**TASK TO CARRY OUT**.
The records below hold pictures; please leave those out and retype the rest exactly.

■ ■ ■ ■

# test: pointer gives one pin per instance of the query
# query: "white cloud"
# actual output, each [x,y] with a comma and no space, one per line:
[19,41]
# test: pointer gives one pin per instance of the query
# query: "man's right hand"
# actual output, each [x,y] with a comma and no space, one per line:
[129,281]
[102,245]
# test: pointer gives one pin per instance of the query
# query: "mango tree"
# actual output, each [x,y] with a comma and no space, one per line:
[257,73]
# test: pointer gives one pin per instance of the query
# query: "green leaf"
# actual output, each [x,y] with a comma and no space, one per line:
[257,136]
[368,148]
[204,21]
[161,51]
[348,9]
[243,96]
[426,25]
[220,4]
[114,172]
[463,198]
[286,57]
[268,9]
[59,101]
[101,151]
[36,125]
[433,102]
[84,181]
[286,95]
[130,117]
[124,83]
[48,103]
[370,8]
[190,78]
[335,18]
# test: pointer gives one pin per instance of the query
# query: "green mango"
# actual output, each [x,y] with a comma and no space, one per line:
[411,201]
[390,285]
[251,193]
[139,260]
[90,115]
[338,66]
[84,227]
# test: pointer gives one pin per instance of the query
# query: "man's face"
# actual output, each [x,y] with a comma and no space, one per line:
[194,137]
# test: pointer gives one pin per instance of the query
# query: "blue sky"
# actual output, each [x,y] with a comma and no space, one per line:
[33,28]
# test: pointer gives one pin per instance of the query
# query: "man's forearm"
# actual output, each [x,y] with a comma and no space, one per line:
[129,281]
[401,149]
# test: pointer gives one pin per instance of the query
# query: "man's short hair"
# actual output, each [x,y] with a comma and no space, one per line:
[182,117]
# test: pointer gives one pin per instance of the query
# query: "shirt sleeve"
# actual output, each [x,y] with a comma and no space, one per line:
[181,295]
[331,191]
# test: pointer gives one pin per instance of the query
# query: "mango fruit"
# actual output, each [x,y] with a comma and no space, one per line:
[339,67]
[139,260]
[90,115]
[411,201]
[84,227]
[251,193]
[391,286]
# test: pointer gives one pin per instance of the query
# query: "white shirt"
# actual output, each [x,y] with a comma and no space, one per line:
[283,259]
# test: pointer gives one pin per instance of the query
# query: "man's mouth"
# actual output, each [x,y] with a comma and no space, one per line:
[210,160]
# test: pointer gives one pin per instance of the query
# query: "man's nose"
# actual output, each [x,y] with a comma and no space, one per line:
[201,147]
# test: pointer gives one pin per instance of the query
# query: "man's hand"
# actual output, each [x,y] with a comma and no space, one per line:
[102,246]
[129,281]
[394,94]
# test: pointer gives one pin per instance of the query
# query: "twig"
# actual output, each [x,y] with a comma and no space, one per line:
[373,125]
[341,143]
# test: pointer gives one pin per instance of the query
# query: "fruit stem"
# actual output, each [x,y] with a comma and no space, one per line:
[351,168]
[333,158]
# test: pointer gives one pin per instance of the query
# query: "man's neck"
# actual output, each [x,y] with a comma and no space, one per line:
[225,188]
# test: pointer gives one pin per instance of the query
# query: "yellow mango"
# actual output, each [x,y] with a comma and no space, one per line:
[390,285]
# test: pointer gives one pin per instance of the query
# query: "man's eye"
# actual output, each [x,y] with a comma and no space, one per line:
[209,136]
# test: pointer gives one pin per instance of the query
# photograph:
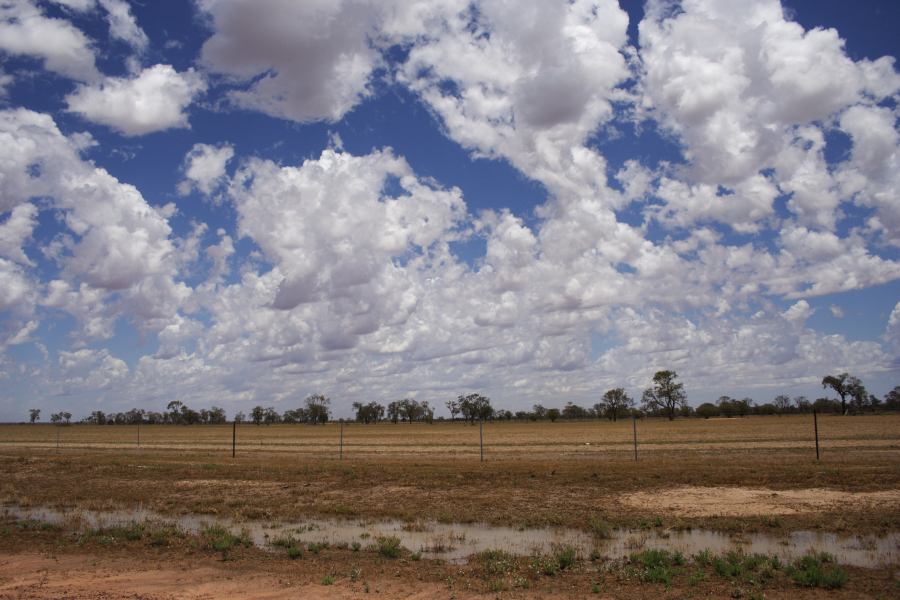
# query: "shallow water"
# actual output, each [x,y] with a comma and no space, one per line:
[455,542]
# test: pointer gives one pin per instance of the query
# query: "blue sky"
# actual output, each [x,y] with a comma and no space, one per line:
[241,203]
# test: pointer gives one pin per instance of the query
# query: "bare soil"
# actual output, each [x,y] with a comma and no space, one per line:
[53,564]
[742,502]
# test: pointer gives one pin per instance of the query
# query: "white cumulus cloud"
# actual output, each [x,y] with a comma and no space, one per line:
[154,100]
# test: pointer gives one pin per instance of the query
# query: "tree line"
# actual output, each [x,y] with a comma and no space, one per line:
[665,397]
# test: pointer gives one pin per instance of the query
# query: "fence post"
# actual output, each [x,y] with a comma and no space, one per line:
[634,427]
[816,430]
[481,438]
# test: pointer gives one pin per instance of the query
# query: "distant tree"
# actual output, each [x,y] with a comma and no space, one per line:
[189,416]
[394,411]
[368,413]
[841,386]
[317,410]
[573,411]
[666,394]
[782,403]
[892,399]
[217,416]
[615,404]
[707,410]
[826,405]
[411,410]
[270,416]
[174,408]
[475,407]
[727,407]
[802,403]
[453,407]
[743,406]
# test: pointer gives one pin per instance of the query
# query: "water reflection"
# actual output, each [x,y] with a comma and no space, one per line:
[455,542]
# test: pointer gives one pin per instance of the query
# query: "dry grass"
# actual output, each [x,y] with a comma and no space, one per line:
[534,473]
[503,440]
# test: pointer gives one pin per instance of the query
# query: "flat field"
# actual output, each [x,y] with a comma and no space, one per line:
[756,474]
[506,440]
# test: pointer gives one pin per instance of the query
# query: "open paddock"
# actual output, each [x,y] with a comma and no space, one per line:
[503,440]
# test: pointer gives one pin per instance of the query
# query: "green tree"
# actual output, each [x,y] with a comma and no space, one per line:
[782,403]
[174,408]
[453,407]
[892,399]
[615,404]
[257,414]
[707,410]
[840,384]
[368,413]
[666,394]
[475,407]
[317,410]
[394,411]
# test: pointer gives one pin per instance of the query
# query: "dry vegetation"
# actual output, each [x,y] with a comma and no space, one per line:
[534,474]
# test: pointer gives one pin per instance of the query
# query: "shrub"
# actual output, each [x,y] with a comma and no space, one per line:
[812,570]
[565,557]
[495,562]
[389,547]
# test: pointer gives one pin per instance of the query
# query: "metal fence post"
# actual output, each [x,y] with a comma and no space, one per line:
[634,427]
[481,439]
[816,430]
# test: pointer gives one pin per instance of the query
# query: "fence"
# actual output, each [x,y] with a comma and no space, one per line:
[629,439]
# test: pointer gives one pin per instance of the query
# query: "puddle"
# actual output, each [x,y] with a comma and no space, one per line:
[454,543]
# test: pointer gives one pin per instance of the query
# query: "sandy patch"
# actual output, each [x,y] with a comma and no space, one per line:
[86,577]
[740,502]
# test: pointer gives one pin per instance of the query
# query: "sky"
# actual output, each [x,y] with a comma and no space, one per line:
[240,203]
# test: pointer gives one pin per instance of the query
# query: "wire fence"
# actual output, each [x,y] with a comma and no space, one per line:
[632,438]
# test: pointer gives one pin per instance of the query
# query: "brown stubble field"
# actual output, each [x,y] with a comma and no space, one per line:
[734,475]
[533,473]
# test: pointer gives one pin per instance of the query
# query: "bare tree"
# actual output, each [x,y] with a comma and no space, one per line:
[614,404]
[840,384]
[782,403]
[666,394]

■ ■ ■ ■

**WORKED SOLUTION**.
# test: pointer gives one pin per instance of the query
# query: "white cloud"
# actual output, each [x,y] with a comma and no space, one per line:
[19,41]
# test: pointer gives one pin per instance of the query
# query: "man's right hand"
# actual output, each [x,y] with a comma and no space, one per line:
[129,281]
[102,245]
# test: pointer gives one pin per instance of the query
# query: "mango tree"
# actual output, each [x,y] with a comma and no space, one per line:
[257,73]
# test: pointer gives one pin per instance of the query
# query: "green leaf"
# actual output, each [x,y] with a comma and no space, one per line:
[257,136]
[368,148]
[204,21]
[161,51]
[348,9]
[243,96]
[426,25]
[220,4]
[114,172]
[463,198]
[286,57]
[268,9]
[59,101]
[101,151]
[36,125]
[433,102]
[84,181]
[286,95]
[130,117]
[124,83]
[48,103]
[370,8]
[190,78]
[335,18]
# test: pointer gives one pin per instance of the query
# query: "green mango"
# actual output, each [x,y] with a comma and no space, one per line:
[411,201]
[390,285]
[251,193]
[139,260]
[90,115]
[338,66]
[84,227]
# test: pointer gives one pin per instance of the query
# query: "man's face"
# actual output, each [x,y] with a comma and no space, one per line:
[194,137]
# test: pointer gives one pin per instance of the query
# query: "blue sky"
# actual output, each [x,y] with a comma and no space, one per line:
[33,28]
# test: pointer gives one pin per instance of the query
# query: "man's forearm"
# actual output, each [x,y] with a comma and no space, one per line:
[129,281]
[401,149]
# test: pointer gives one pin per instance of the query
# query: "man's short hair"
# actual output, each [x,y] with a comma and no space, one per line:
[182,117]
# test: pointer gives one pin per instance of the query
# query: "shirt sleeve"
# actual output, each [x,y] with a comma and no space, one per line:
[181,295]
[331,191]
# test: pointer gives one pin per instance of the query
# query: "mango fruit"
# actual output, each [x,y] with a comma and no space, one per line:
[339,67]
[139,260]
[90,115]
[411,201]
[84,227]
[251,193]
[391,286]
# test: pointer gives one pin per instance of the query
# query: "white shirt"
# actual output, each [x,y] with a comma and no space, one per line:
[283,259]
# test: pointer gives one pin per instance of the query
# query: "man's mouth"
# actual output, each [x,y] with a comma and no space, one per line:
[210,160]
# test: pointer gives one pin per instance of the query
# query: "man's nose"
# actual output, each [x,y] with a comma and no space, one per line:
[201,147]
# test: pointer gives one pin per instance of the query
# query: "man's hand"
# actual output, each [x,y] with a comma and no space, one per line:
[102,246]
[129,281]
[394,94]
# test: pointer gives one pin per instance of the query
# query: "twig"
# actual output, each [x,y] with a comma and no space, one per line:
[373,125]
[341,143]
# test: pointer gives one pin per instance of the query
# query: "fruit stem"
# actual output, each [x,y] with a comma and no space, one per line:
[351,168]
[333,158]
# test: pointer gives one pin per instance of the query
# query: "man's neck"
# actual output, each [x,y] with a comma and no space, one per line:
[225,188]
# test: pointer gives one pin per instance of the query
# query: "yellow mango"
# actual output, each [x,y] with a comma and no space, one per line:
[390,285]
# test: pointer gives one pin per instance of the query
# query: "man's eye"
# actual output, each [x,y] with a comma and no space, one per line:
[209,136]
# test: pointer gives one pin per instance of the query
# photograph:
# query: "shallow water"
# actual output, each [x,y] with a comma and no space, one per line:
[455,542]
# test: pointer gives one pin per instance of the query
# query: "blue sky"
# actual output, each [x,y] with a comma and no space, one per line:
[241,203]
# test: pointer gives one pin per instance of the query
# query: "bare soil"
# actual output, each [x,y] with a comma and no space, one per line:
[53,564]
[742,502]
# test: pointer gives one pin per instance of the query
# query: "white cumulus cloud"
# actual output, each [x,y] with a comma and no space, one per line:
[154,100]
# test: pointer gives one pin per instance of the query
# query: "tree line"
# actual output, each [x,y] with a comma and no space, one per line:
[665,397]
# test: pointer gives one pin per instance of the query
# query: "fence post"
# actual output, each [x,y] with a comma and no space, one per line:
[634,427]
[816,430]
[481,438]
# test: pointer gives one pin per instance of the query
# query: "distant tree"
# actual output, each [x,y] with a comma and no space, one per line:
[189,416]
[394,411]
[368,413]
[841,386]
[317,410]
[573,411]
[666,394]
[782,403]
[892,399]
[217,416]
[615,404]
[707,410]
[826,405]
[411,410]
[270,416]
[174,408]
[475,407]
[727,407]
[802,403]
[453,407]
[743,406]
# test: pointer gives one pin per instance of the query
# query: "water reflection"
# actual output, each [x,y] with a comma and no space, one per line:
[455,542]
# test: pointer gives one pin per instance of the query
# query: "dry grass"
# actual output, each [x,y] with a comma and no space, one per line:
[534,473]
[503,440]
# test: pointer gives one pin per instance of the query
# query: "flat field"
# actual output, each [x,y] with a comma and no space, one per line:
[756,474]
[506,440]
# test: pointer gives one pin per instance of the query
# query: "open paddock"
# actual output, each [x,y] with a comma and no space, one per line:
[503,440]
# test: pointer gives one pin per instance of the query
# query: "green tree"
# actual output, each [x,y] with a comma and no space, one per line:
[782,403]
[174,408]
[453,407]
[892,399]
[615,404]
[257,414]
[707,410]
[840,384]
[368,413]
[666,394]
[475,407]
[317,410]
[394,411]
# test: pointer gives one pin per instance of the query
# query: "dry vegetation"
# actual output, each [x,y] with a comma and no space, one per line:
[534,474]
# test: pointer gives one pin per instance of the query
# query: "shrub"
# actual output, each [x,y] with a comma and no space, one per line:
[812,570]
[565,557]
[495,562]
[389,547]
# test: pointer gives one pin per instance of the query
# query: "metal fence post"
# actual output, each [x,y] with a comma and no space, one per line:
[634,427]
[481,439]
[816,430]
# test: pointer gives one pin per instance of the query
# query: "fence"
# actual output, each [x,y] with a comma and no space, one per line:
[629,439]
# test: pointer gives one pin per instance of the query
# query: "puddle"
# actual output, each [x,y] with a comma and no space, one per line:
[454,543]
# test: pointer gives one pin per instance of the query
# query: "sandy patch"
# actual output, each [x,y] with a comma and no space, one per line:
[86,577]
[740,502]
# test: pointer gives one pin per instance of the query
# query: "sky"
# actual output, each [x,y] with a comma and no space, one per line:
[240,203]
# test: pointer gives one pin per instance of the query
# query: "wire fence"
# actual output, each [x,y] with a comma and no space, one per line:
[632,438]
# test: pointer gives one pin per instance of the query
# query: "brown stubble field"
# actual output, each [x,y] with a comma and no space, one per line:
[734,475]
[533,473]
# test: pointer gives one pin per instance of the query
# query: "bare tree"
# actual output, each [x,y] with a comma and no space, one per line:
[614,404]
[840,384]
[782,403]
[666,394]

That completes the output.